## Document section
= = = = = = =
In an alternate embodiment, the transverse wall or reinforcing
element can be preformed, in the form of a preformed disk, cylinder
or the like, which fits snugly into the interior of the bat barrel
at or near the juncture between the transition zone and hitting
zone and is glued or otherwise adhered in place. The preformed disk
can be formed of plastic, elastomeric or other moldable material
with the desired stiffening and reinforcing characteristics for the
bat barrel, such as strength, weight, size, shape, length, density,
etc.
The transverse wall, whether formed from a hardenable material or
inserted as a preformed component, reinforces and stiffens the
transition zone at its juncture with the hitting zone. It has been
found that this reinforcement and stiffening tends to increase or
enhance the trampoline effect of the hitting zone of the bat and
also isolates the hitting zone to reduce transfer of vibrations to
the handle of the bat thus reducing vibrations that may be imparted
to the hands of the batter when gripping the bat and hitting a ball
at the hitting zone. The transverse wall also tends to regulate the
trampoline action so that equal trampoline action occurs on opposed
surfaces of the ball at impact with the bat to provide maximum
trajectory to the ball. The transverse wall effectively lengthens
the "sweet spot" in the hitting zone.
In addition, it has been found that the introduction of a
transverse wall or reinforcing segment at or near the distal end of
the transition zone provides a bat weight distribution capability
which reduces the weight at the distal end of the bat and moves
some weight toward the handle. Hence, the center of balance of the
bat is oriented closer to the handle. Further, the quantity and
density of the hardenable material or preformed component can be
adjusted to control the weight balance and distribution. Such a
weight control and distribution permits a faster swing thus
providing greater power upon ball impact. Once the hardenable
material has been poured into the bat barrel onto the sponge-like
retaining member through the distal end of the bat, or the
preformed component inserted and glued into position, the distal
end of the bat can be closed with an appropriate end cap or other
closure as is known in the art.
It is therefore an object of the present invention to provide a
hollow metal ball bat having a hitting zone at one end, a handle at
the opposite end and a tapered transition zone interconnecting the
hitting zone and the handle with a transverse wall or reinforcing
element positioned generally at the juncture between the hitting
zone and transition zone for stiffening the transition zone,
isolating the hitting zone from the transition zone and handle,
regulating the impact area of the hitting zone, enhancing the
trampoline effect of the hitting zone and enabling adjustment of
the balance characteristics of the bat by varying the quantity and
density of the transverse wall and adjusting the position of the
transverse in relation to the hitting zone and transition zone.
= = = = = = =
## Extracted data

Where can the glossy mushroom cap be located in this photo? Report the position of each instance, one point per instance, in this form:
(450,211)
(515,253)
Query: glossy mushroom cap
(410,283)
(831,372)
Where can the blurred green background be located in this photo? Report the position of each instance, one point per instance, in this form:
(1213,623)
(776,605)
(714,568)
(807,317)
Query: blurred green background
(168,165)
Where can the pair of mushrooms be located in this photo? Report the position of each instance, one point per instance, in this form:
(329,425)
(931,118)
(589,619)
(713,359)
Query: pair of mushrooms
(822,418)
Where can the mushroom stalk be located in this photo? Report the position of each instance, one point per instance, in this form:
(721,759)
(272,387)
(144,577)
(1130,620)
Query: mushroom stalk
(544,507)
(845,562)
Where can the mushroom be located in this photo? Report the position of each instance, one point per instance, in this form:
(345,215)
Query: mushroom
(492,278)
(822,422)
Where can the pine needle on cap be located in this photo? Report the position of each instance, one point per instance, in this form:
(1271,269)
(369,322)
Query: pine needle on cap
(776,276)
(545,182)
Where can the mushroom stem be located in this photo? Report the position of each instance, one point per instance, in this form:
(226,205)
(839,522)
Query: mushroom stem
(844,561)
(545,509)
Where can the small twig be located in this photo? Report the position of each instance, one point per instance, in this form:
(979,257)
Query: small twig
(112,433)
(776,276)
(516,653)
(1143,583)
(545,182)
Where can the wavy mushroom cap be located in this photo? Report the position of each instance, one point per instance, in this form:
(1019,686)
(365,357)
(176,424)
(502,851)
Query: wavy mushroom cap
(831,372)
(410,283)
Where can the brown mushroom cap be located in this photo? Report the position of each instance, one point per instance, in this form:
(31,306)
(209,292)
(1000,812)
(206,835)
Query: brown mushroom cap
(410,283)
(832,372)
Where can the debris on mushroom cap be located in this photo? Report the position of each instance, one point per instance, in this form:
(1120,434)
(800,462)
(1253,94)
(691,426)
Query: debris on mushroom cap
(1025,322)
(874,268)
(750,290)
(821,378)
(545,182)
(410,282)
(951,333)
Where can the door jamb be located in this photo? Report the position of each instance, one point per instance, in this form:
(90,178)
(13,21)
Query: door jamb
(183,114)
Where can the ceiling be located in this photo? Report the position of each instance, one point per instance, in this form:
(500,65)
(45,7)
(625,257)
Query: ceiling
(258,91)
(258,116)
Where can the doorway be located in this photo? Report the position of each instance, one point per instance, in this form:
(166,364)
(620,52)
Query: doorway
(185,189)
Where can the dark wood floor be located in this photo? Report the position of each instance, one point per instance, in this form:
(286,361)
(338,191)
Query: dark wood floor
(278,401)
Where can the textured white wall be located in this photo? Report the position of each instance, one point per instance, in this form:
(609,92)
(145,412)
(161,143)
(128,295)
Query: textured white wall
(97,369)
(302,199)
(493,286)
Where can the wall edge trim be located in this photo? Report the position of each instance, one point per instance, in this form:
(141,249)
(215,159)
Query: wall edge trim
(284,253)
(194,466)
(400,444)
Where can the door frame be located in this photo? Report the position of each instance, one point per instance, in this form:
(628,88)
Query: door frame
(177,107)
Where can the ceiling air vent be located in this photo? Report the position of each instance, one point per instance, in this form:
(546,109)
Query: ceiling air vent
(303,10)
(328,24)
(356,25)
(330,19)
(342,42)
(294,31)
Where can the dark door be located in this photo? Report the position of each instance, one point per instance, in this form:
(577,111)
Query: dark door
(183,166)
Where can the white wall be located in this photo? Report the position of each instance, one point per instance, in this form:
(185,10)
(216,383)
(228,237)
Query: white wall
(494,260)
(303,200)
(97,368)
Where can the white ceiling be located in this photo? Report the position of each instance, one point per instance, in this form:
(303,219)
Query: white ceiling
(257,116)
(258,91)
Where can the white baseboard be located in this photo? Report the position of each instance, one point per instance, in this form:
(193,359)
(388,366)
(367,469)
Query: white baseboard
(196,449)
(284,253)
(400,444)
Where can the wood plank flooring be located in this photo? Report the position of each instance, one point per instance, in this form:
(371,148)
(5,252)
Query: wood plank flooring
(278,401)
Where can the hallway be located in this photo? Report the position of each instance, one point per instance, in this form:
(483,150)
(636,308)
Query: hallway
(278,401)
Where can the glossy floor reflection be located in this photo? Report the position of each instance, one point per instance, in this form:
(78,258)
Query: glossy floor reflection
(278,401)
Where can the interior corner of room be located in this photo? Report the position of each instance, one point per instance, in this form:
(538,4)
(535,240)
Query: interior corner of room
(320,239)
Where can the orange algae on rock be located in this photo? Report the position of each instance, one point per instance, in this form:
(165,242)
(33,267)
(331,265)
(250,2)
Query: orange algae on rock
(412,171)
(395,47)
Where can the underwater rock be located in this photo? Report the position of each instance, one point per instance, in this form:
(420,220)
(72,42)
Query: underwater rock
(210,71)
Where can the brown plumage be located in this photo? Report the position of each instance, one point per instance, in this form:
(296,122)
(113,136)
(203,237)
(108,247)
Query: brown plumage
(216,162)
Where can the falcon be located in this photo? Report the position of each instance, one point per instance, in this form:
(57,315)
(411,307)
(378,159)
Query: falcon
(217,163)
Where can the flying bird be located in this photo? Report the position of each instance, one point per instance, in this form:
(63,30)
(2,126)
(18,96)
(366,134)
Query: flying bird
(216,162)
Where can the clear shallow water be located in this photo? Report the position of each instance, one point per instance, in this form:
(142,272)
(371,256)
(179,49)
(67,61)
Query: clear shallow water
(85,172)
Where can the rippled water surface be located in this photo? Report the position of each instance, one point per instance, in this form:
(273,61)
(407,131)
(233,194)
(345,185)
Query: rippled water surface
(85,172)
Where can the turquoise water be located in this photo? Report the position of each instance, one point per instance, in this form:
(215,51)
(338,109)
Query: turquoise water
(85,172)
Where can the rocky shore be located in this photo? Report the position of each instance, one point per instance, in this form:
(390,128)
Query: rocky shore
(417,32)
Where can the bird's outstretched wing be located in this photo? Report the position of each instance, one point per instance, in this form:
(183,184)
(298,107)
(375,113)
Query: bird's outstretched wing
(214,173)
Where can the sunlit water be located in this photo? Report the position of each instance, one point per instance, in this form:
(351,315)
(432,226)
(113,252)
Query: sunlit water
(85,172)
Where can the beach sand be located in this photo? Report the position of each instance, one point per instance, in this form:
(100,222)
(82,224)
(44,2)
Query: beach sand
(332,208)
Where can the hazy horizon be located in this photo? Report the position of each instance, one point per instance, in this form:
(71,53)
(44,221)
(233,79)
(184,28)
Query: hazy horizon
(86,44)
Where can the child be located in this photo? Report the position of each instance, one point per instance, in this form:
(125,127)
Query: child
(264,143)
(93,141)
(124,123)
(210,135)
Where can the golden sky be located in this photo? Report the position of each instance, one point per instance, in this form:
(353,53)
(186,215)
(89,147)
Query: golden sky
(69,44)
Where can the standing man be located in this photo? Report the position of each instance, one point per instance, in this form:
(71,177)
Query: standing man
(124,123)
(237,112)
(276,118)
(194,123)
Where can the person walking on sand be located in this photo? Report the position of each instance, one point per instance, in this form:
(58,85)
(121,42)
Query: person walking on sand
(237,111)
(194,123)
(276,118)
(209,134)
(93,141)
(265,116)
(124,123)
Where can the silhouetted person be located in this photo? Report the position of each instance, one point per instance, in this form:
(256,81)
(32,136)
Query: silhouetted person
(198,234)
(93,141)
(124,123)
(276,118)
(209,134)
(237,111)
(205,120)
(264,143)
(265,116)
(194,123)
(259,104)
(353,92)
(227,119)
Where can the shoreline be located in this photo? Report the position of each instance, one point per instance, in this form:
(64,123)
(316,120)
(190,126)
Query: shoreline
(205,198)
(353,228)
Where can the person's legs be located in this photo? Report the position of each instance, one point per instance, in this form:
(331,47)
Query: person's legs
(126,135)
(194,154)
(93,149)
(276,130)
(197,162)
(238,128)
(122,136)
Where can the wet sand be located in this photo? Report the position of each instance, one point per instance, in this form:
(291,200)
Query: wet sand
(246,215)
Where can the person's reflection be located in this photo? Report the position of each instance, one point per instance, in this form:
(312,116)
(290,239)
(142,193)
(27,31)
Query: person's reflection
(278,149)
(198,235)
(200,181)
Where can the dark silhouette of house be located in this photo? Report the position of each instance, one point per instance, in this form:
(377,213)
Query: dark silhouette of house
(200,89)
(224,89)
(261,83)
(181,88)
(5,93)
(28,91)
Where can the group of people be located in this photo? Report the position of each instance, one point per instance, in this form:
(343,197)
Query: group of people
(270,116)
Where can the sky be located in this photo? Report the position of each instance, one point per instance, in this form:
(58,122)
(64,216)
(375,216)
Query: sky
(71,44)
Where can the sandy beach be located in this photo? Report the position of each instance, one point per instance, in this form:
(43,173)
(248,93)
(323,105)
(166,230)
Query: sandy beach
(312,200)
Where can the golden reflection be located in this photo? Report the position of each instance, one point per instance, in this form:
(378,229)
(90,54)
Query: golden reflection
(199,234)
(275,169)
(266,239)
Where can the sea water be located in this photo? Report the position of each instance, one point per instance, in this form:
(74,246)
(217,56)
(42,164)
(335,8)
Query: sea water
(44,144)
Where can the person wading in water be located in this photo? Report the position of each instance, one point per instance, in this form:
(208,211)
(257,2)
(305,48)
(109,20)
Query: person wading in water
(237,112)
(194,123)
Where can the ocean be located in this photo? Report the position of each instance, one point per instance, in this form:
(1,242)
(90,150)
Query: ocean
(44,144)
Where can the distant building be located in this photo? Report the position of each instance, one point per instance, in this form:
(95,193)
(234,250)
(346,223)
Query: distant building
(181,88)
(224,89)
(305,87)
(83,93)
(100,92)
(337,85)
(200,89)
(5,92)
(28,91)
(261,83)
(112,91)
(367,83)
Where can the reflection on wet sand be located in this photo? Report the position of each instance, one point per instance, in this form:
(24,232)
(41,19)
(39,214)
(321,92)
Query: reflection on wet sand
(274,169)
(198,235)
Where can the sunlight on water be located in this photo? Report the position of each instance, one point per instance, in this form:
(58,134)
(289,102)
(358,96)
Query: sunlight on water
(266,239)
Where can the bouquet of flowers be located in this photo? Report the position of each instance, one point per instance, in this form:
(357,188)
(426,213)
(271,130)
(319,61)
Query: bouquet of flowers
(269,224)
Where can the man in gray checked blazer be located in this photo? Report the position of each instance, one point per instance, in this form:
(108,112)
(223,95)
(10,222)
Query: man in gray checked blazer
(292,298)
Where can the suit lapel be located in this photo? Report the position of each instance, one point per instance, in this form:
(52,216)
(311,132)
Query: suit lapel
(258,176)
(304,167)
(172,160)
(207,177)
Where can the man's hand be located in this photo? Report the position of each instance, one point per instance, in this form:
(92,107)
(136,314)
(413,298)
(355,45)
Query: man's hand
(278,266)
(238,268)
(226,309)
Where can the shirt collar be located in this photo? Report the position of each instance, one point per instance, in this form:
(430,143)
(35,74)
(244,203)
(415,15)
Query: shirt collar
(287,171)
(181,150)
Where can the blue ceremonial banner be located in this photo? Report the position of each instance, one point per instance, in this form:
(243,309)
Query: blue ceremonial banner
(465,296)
= = = = = = =
## Exercise task
Quote the ball bat passage word for word, beginning at the words "It is therefore" and stopping after "and transition zone.". Work from the ball bat passage alone.

## Answer to the task
It is therefore an object of the present invention to provide a
hollow metal ball bat having a hitting zone at one end, a handle at
the opposite end and a tapered transition zone interconnecting the
hitting zone and the handle with a transverse wall or reinforcing
element positioned generally at the juncture between the hitting
zone and transition zone for stiffening the transition zone,
isolating the hitting zone from the transition zone and handle,
regulating the impact area of the hitting zone, enhancing the
trampoline effect of the hitting zone and enabling adjustment of
the balance characteristics of the bat by varying the quantity and
density of the transverse wall and adjusting the position of the
transverse in relation to the hitting zone and transition zone.